*Task requirements*.
Please return all of the entries below exactly as they are written.
==== Excerpted records
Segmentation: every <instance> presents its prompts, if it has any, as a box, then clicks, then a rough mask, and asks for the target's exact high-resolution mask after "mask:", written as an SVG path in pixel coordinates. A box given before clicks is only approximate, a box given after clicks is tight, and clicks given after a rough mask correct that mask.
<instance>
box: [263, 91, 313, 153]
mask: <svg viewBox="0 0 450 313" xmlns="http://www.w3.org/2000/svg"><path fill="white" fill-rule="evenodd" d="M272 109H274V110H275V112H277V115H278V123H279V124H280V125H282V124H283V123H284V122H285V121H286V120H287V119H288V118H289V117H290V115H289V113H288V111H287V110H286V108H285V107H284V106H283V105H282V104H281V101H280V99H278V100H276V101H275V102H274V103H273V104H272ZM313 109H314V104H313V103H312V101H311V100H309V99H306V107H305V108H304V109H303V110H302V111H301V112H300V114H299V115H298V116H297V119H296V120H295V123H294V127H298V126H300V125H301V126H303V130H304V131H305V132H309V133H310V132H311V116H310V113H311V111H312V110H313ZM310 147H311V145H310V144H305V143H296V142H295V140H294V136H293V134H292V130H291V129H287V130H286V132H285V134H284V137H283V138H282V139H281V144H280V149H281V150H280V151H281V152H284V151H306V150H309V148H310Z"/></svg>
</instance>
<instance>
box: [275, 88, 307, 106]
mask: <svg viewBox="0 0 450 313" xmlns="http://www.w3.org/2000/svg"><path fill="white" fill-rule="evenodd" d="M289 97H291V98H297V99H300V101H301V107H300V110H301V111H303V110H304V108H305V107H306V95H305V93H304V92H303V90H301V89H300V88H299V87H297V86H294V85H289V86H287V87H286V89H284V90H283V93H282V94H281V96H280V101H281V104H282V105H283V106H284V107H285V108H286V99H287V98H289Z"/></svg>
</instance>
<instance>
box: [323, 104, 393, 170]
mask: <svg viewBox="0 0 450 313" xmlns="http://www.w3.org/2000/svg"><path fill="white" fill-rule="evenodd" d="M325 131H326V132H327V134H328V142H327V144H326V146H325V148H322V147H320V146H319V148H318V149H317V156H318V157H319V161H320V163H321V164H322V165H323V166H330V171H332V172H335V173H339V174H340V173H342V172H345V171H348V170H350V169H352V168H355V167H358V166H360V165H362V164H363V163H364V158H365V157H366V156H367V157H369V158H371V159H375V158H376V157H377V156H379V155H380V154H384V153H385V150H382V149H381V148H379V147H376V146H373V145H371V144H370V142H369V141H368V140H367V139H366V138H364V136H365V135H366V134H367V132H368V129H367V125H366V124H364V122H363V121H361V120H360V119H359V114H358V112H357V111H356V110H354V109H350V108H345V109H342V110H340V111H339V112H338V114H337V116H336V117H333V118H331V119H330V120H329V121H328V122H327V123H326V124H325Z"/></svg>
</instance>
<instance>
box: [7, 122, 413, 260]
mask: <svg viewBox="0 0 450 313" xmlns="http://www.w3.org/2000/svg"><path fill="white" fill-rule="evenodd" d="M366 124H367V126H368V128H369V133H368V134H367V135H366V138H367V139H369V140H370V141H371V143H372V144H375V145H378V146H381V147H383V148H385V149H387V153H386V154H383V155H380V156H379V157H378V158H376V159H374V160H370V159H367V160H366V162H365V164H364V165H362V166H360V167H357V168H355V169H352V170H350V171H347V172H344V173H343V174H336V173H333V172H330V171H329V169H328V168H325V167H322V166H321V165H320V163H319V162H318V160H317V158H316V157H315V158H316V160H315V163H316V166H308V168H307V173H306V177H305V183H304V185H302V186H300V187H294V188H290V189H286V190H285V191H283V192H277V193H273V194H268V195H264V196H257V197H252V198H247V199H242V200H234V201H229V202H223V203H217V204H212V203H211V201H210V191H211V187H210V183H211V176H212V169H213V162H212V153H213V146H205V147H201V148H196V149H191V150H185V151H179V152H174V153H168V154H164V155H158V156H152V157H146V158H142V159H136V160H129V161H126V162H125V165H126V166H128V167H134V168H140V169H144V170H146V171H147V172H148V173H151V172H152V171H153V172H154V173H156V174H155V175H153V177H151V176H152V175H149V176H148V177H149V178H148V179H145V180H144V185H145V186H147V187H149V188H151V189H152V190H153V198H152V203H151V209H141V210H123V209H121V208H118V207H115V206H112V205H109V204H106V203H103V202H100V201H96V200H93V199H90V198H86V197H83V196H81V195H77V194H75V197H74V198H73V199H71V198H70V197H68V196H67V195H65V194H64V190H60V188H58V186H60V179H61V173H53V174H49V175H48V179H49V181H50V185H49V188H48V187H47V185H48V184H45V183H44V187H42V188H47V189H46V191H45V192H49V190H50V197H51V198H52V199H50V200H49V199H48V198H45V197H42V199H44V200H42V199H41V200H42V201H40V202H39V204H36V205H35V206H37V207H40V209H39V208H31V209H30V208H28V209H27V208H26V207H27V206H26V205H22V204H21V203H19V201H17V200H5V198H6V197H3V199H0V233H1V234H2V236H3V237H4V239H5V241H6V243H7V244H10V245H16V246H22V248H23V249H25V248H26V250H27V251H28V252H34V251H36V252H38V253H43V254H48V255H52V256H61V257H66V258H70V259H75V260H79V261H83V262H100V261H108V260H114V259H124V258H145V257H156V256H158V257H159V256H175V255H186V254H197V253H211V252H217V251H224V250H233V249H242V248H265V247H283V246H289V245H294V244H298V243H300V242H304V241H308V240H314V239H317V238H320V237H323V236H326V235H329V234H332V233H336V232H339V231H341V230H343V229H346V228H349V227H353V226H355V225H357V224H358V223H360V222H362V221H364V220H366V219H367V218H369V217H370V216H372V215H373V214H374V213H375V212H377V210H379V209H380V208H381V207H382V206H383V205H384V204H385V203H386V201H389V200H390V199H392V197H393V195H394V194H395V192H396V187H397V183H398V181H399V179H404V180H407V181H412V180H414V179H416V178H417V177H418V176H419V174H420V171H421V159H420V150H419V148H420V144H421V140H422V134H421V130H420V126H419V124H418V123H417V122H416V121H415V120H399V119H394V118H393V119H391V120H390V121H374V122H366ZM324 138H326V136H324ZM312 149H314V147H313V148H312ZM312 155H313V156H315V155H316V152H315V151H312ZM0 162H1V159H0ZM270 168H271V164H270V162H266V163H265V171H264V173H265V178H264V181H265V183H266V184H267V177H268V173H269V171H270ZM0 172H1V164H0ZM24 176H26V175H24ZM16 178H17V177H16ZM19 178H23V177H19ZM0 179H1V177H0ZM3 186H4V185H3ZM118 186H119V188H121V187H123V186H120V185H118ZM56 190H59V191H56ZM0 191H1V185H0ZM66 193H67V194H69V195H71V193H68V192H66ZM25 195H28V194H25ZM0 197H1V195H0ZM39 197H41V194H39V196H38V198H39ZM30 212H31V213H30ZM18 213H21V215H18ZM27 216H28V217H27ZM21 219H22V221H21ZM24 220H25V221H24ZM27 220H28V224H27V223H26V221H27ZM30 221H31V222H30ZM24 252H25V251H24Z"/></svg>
========
*Answer to the exercise*.
Segmentation: every <instance> presents its prompts, if it has any, as a box, then clicks, then a rough mask, and asks for the target's exact high-resolution mask after "mask:", written as an SVG path in pixel coordinates. A box given before clicks is only approximate, a box given after clicks is tight, and clicks given after a rough mask correct that mask.
<instance>
box: [263, 91, 313, 153]
mask: <svg viewBox="0 0 450 313" xmlns="http://www.w3.org/2000/svg"><path fill="white" fill-rule="evenodd" d="M272 109H274V110H275V112H277V115H278V123H279V124H280V125H282V124H283V123H284V122H285V121H286V120H287V119H288V118H289V117H290V115H289V113H288V111H287V110H286V108H285V107H284V106H283V105H282V104H281V101H280V99H278V100H276V101H275V102H274V103H273V104H272ZM313 109H314V104H313V103H312V101H311V100H309V99H306V107H305V108H304V109H303V110H302V111H301V112H300V114H299V115H298V116H297V119H296V120H295V123H294V127H298V126H300V125H301V126H303V130H304V131H305V132H309V133H310V132H311V116H310V113H311V111H312V110H313ZM310 147H311V145H310V144H305V143H296V142H295V140H294V136H293V134H292V130H291V129H287V130H286V132H285V134H284V137H283V138H282V139H281V144H280V149H281V150H280V151H281V152H284V151H306V150H309V148H310Z"/></svg>
</instance>
<instance>
box: [275, 88, 307, 106]
mask: <svg viewBox="0 0 450 313" xmlns="http://www.w3.org/2000/svg"><path fill="white" fill-rule="evenodd" d="M289 97H291V98H297V99H300V101H301V107H300V110H301V111H303V110H304V108H305V107H306V95H305V93H304V92H303V90H301V89H300V88H299V87H297V86H294V85H289V86H287V87H286V89H284V90H283V93H282V94H281V96H280V101H281V104H282V105H283V106H284V107H285V108H286V99H287V98H289Z"/></svg>
</instance>
<instance>
box: [323, 104, 393, 170]
mask: <svg viewBox="0 0 450 313" xmlns="http://www.w3.org/2000/svg"><path fill="white" fill-rule="evenodd" d="M325 131H326V132H327V134H328V142H327V144H326V146H325V148H322V147H320V146H319V148H318V149H317V156H318V157H319V161H320V163H321V164H322V165H323V166H330V171H332V172H335V173H339V174H340V173H342V172H345V171H348V170H350V169H352V168H355V167H358V166H360V165H362V164H363V163H364V158H365V157H366V156H367V157H369V158H371V159H375V158H376V157H377V156H379V155H380V154H384V153H385V150H382V149H381V148H379V147H376V146H373V145H371V144H370V142H369V141H368V140H367V139H366V138H364V136H365V135H366V134H367V132H368V129H367V125H366V124H364V122H363V121H361V120H360V119H359V114H358V112H357V111H356V110H354V109H350V108H345V109H342V110H340V111H339V112H338V114H337V116H336V117H333V118H331V119H330V120H329V121H328V122H327V123H326V124H325Z"/></svg>
</instance>
<instance>
box: [7, 122, 413, 260]
mask: <svg viewBox="0 0 450 313" xmlns="http://www.w3.org/2000/svg"><path fill="white" fill-rule="evenodd" d="M366 124H367V126H368V128H369V133H368V134H367V135H366V138H367V139H369V140H370V141H371V143H372V144H375V145H378V146H381V147H383V148H385V149H387V153H386V154H383V155H380V156H379V157H378V158H376V159H374V160H370V159H367V160H366V162H365V164H364V165H362V166H360V167H357V168H355V169H352V170H350V171H347V172H344V173H343V174H336V173H333V172H330V171H329V169H328V168H325V167H322V166H321V165H320V163H319V162H318V160H317V158H316V157H315V158H316V160H315V163H316V166H308V168H307V173H306V177H305V183H304V185H302V186H300V187H294V188H290V189H286V190H285V191H283V192H277V193H273V194H268V195H264V196H257V197H252V198H247V199H242V200H234V201H229V202H223V203H217V204H212V203H211V201H210V191H211V187H210V183H211V176H212V169H213V162H212V153H213V146H205V147H201V148H196V149H191V150H185V151H179V152H174V153H168V154H164V155H158V156H152V157H146V158H142V159H136V160H129V161H126V162H125V165H126V166H128V167H134V168H140V169H144V170H146V171H147V172H148V173H151V172H152V171H153V172H154V173H156V174H155V175H153V177H151V176H152V175H149V176H148V177H149V178H148V179H145V180H144V185H145V186H147V187H149V188H151V189H152V190H153V198H152V203H151V209H141V210H123V209H121V208H118V207H115V206H112V205H109V204H106V203H103V202H100V201H96V200H93V199H90V198H86V197H83V196H81V195H77V194H75V197H74V198H73V199H71V198H70V197H68V196H67V195H65V194H64V190H60V188H58V186H60V179H61V173H53V174H49V175H48V179H49V181H50V185H49V188H48V187H47V185H48V184H45V183H44V187H42V188H47V189H46V191H45V192H49V190H50V197H51V198H52V199H50V200H49V199H48V198H45V197H42V199H44V200H42V199H41V200H42V201H40V202H39V204H36V205H35V206H37V207H40V209H39V208H31V209H30V208H28V209H27V208H26V207H27V206H26V205H22V204H21V203H19V201H17V200H5V198H6V197H3V199H0V233H1V234H2V236H3V237H4V239H5V241H6V243H7V244H10V245H16V246H22V248H23V249H25V248H26V250H27V251H28V252H34V251H36V252H38V253H43V254H48V255H52V256H61V257H66V258H70V259H75V260H79V261H83V262H100V261H108V260H114V259H124V258H145V257H156V256H158V257H159V256H175V255H186V254H197V253H211V252H217V251H224V250H233V249H242V248H265V247H283V246H289V245H294V244H298V243H300V242H304V241H308V240H314V239H317V238H320V237H323V236H326V235H329V234H332V233H336V232H339V231H341V230H343V229H346V228H349V227H353V226H355V225H357V224H358V223H360V222H362V221H364V220H366V219H367V218H369V217H370V216H372V215H373V214H374V213H375V212H377V210H379V209H380V208H381V207H382V206H383V205H384V204H385V203H386V201H389V200H390V199H392V197H393V195H394V194H395V192H396V187H397V183H398V181H399V179H404V180H407V181H412V180H414V179H416V178H417V177H418V176H419V174H420V171H421V159H420V150H419V148H420V144H421V140H422V134H421V130H420V126H419V124H418V123H417V122H416V121H415V120H399V119H394V118H393V119H391V120H390V121H374V122H366ZM324 138H326V136H324ZM312 149H314V147H313V148H312ZM312 155H313V156H315V155H316V152H315V151H312ZM0 162H1V159H0ZM270 168H271V164H270V162H266V163H265V171H264V173H265V178H264V181H265V183H266V184H267V177H268V173H269V171H270ZM0 172H1V164H0ZM24 176H26V175H24ZM16 178H17V177H16ZM19 178H23V177H19ZM0 179H1V177H0ZM3 186H4V185H3ZM118 186H119V188H121V187H123V186H120V185H118ZM56 190H59V191H56ZM0 191H1V185H0ZM66 193H67V194H69V195H71V193H68V192H66ZM25 195H28V194H25ZM0 197H1V195H0ZM39 197H41V194H39V196H38V198H39ZM30 212H31V213H30ZM18 213H21V215H18ZM27 216H28V217H27ZM21 219H22V221H21ZM24 220H25V221H24ZM27 220H28V224H27V223H26V221H27ZM30 221H31V222H30ZM24 252H25V251H24Z"/></svg>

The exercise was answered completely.